### [What the task asks]
Reproduce word for word the rows below, from the first row through the line that contains "x=78, y=517", both included.

### [Dataset extract]
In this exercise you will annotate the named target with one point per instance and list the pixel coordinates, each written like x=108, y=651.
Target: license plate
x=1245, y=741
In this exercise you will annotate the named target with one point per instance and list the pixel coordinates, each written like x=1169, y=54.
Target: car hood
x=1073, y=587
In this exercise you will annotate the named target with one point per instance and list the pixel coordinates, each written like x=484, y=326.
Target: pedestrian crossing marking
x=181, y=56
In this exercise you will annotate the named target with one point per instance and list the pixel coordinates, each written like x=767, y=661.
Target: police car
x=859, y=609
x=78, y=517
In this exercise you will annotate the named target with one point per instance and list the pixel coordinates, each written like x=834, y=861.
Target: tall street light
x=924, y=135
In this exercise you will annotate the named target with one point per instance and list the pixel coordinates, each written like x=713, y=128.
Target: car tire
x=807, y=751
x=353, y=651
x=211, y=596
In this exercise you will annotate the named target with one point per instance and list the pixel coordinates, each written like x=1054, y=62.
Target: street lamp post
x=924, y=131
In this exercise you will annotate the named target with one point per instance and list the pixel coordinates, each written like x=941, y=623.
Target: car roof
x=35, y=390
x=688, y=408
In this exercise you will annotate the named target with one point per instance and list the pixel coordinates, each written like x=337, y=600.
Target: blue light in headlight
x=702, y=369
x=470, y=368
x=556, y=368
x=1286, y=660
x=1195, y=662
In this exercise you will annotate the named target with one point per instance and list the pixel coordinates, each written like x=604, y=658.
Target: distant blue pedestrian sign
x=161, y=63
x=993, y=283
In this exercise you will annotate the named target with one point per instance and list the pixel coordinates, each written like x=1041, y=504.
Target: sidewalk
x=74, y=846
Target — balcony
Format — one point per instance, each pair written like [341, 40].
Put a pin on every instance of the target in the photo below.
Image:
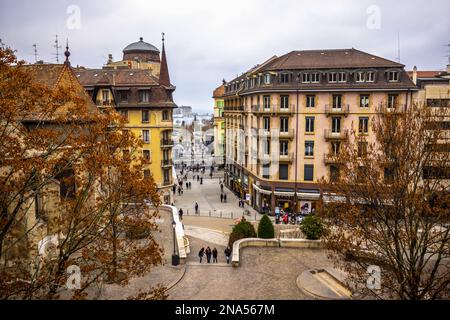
[330, 158]
[343, 110]
[329, 135]
[397, 109]
[289, 110]
[287, 157]
[167, 143]
[166, 163]
[290, 134]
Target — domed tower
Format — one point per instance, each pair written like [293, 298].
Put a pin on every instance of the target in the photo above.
[141, 51]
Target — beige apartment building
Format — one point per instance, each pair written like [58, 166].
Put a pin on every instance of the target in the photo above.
[286, 118]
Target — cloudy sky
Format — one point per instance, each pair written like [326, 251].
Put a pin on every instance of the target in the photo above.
[209, 40]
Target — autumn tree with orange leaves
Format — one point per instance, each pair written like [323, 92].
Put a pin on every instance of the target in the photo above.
[387, 206]
[63, 177]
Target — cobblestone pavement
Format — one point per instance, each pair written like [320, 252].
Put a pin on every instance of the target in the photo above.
[265, 273]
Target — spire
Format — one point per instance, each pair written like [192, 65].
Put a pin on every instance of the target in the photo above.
[67, 54]
[164, 78]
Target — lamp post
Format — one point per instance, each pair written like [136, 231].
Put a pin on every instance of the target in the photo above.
[175, 257]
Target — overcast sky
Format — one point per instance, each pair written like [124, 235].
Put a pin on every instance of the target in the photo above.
[209, 40]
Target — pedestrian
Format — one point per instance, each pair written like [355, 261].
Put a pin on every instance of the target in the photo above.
[228, 254]
[208, 254]
[201, 253]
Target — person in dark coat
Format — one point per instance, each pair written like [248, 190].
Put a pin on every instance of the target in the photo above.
[228, 254]
[201, 253]
[208, 254]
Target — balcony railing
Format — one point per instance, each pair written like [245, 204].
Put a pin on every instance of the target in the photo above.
[331, 110]
[399, 108]
[330, 158]
[167, 143]
[330, 135]
[166, 163]
[289, 134]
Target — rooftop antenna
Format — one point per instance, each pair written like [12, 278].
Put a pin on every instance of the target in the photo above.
[57, 47]
[35, 52]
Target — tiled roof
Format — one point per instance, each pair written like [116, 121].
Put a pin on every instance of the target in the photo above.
[116, 77]
[324, 59]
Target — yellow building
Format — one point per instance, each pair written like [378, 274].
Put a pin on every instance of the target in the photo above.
[219, 126]
[286, 118]
[139, 88]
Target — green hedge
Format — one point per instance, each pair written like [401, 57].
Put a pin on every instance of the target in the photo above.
[312, 227]
[265, 228]
[243, 229]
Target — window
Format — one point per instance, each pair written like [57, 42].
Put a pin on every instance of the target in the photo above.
[310, 101]
[144, 96]
[309, 172]
[309, 124]
[105, 95]
[332, 77]
[146, 155]
[363, 125]
[360, 76]
[342, 77]
[266, 171]
[393, 76]
[124, 113]
[335, 146]
[146, 136]
[309, 148]
[266, 121]
[335, 124]
[284, 148]
[284, 78]
[166, 115]
[364, 100]
[123, 95]
[284, 102]
[334, 173]
[306, 78]
[266, 102]
[315, 77]
[362, 149]
[284, 124]
[145, 116]
[371, 76]
[337, 101]
[392, 100]
[284, 172]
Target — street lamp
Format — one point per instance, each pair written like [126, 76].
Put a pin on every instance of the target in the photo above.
[175, 257]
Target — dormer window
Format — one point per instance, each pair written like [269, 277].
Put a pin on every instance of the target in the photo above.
[360, 76]
[306, 77]
[284, 78]
[393, 76]
[315, 77]
[342, 77]
[371, 76]
[332, 77]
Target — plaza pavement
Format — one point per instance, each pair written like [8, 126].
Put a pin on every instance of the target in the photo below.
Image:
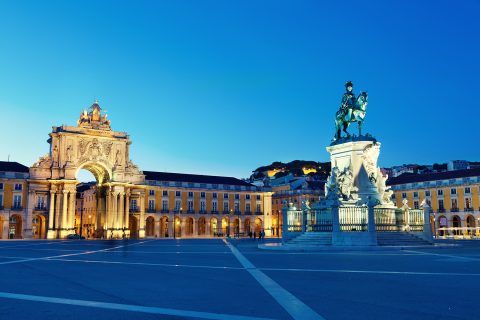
[233, 279]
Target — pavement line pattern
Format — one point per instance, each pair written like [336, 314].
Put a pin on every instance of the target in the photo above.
[296, 308]
[443, 255]
[127, 307]
[374, 272]
[72, 254]
[146, 264]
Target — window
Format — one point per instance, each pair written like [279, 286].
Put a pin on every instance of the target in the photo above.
[40, 202]
[454, 204]
[17, 201]
[151, 205]
[468, 203]
[440, 205]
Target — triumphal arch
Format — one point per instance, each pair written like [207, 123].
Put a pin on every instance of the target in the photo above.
[94, 146]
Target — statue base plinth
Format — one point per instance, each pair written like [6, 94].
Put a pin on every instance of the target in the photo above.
[357, 176]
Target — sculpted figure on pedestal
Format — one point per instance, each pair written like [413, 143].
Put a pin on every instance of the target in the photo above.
[351, 110]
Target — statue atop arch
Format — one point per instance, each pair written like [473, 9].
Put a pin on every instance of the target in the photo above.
[93, 118]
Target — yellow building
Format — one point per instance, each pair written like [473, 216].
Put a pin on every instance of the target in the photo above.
[452, 195]
[13, 200]
[47, 201]
[189, 205]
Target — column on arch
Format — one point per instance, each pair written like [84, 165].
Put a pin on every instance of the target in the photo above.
[71, 210]
[141, 223]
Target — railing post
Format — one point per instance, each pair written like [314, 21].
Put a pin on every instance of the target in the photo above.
[427, 229]
[372, 228]
[335, 217]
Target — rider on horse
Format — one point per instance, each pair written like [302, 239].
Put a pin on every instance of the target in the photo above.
[348, 101]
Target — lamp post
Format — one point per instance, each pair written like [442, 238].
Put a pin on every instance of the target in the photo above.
[175, 223]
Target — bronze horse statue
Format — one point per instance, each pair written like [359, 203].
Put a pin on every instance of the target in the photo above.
[345, 116]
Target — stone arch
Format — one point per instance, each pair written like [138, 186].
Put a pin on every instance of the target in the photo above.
[225, 228]
[91, 145]
[236, 226]
[177, 227]
[133, 226]
[189, 226]
[258, 225]
[213, 226]
[201, 230]
[39, 226]
[150, 226]
[101, 171]
[442, 222]
[15, 227]
[164, 227]
[470, 223]
[246, 226]
[456, 223]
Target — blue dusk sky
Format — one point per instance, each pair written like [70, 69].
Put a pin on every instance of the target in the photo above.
[222, 87]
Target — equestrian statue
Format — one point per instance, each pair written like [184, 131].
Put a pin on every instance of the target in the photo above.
[352, 109]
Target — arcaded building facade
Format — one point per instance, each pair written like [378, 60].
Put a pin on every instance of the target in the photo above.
[46, 200]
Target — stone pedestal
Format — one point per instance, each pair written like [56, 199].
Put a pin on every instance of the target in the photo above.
[355, 175]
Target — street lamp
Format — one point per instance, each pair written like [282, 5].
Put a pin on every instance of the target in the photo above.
[174, 223]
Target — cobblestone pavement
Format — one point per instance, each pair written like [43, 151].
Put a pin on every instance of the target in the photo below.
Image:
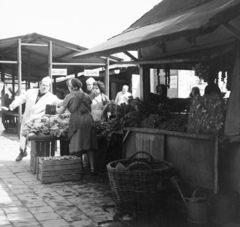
[25, 201]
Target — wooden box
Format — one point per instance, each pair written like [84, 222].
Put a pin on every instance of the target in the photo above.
[41, 146]
[59, 169]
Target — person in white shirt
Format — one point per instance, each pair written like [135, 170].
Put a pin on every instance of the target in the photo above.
[123, 96]
[36, 101]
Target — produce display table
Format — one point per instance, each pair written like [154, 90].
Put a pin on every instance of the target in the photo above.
[194, 156]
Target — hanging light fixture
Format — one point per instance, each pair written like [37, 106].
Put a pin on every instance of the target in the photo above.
[1, 85]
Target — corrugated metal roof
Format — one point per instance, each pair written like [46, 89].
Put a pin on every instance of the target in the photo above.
[201, 18]
[62, 51]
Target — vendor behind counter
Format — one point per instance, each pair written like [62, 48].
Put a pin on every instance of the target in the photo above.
[175, 104]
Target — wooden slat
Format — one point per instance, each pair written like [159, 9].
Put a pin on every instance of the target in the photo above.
[52, 179]
[59, 162]
[61, 172]
[59, 167]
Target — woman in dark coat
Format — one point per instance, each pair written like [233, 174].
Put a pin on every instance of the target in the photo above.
[81, 133]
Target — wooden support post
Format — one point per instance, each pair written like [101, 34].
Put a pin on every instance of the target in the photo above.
[29, 70]
[141, 81]
[144, 82]
[19, 85]
[107, 77]
[50, 61]
[54, 85]
[216, 165]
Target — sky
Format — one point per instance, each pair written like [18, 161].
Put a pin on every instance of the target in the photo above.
[83, 22]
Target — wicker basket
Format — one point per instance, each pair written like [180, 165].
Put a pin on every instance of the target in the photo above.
[139, 185]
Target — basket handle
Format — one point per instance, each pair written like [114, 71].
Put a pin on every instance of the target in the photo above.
[195, 192]
[142, 152]
[138, 164]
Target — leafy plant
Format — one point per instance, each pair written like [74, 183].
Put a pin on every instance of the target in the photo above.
[206, 115]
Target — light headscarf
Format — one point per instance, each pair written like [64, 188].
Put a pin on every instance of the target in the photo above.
[47, 80]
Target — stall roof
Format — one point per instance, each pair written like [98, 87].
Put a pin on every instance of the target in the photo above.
[200, 18]
[38, 56]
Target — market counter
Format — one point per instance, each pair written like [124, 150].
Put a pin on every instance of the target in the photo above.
[194, 156]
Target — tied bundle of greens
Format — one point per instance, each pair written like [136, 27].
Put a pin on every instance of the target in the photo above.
[55, 125]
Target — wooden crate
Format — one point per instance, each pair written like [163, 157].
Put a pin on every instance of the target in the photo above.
[41, 146]
[59, 169]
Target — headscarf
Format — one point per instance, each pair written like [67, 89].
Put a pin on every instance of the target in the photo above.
[47, 80]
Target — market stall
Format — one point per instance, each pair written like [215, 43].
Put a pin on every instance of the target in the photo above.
[180, 36]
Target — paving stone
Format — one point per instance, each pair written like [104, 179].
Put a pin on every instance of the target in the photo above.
[96, 211]
[20, 191]
[101, 218]
[11, 210]
[4, 220]
[84, 223]
[26, 223]
[35, 204]
[13, 181]
[19, 216]
[74, 216]
[47, 216]
[29, 198]
[32, 183]
[47, 194]
[38, 210]
[65, 210]
[7, 175]
[55, 204]
[55, 223]
[11, 203]
[18, 187]
[55, 198]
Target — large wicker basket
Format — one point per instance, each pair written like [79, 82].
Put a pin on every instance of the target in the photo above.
[139, 184]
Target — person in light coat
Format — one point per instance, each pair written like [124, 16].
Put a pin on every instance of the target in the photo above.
[36, 101]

### [Result for this task]
In this exercise you will annotate the named target with one point per instance and list the pixel coordinates, each written like x=108, y=651.
Target: license plate
x=1245, y=741
In this exercise you will annotate the named target with one point per instance and list the pixel coordinates, each written like x=1169, y=54.
Target: car hood
x=1073, y=587
In this exercise you will annotate the named target with one point per instance and list the pixel coordinates, each written like x=484, y=326.
Target: pedestrian crossing marking
x=181, y=56
In this exercise you will annotate the named target with one point per instance and list the pixel coordinates, each written like x=767, y=661.
Target: police car
x=859, y=609
x=78, y=517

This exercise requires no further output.